Can you arrange everything from the line containing "hand shown above." down to the end of the material as a JSON list of strings, one per line, with blank lines left out?

══ EXERCISE MATERIAL

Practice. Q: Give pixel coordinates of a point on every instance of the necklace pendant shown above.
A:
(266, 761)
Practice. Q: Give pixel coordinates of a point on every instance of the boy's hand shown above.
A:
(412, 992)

════

[WRITTEN REPLY]
[
  "Practice. Q: Give pixel coordinates of a point on every instance of the boy's hand shown above.",
  "A:",
  "(412, 992)"
]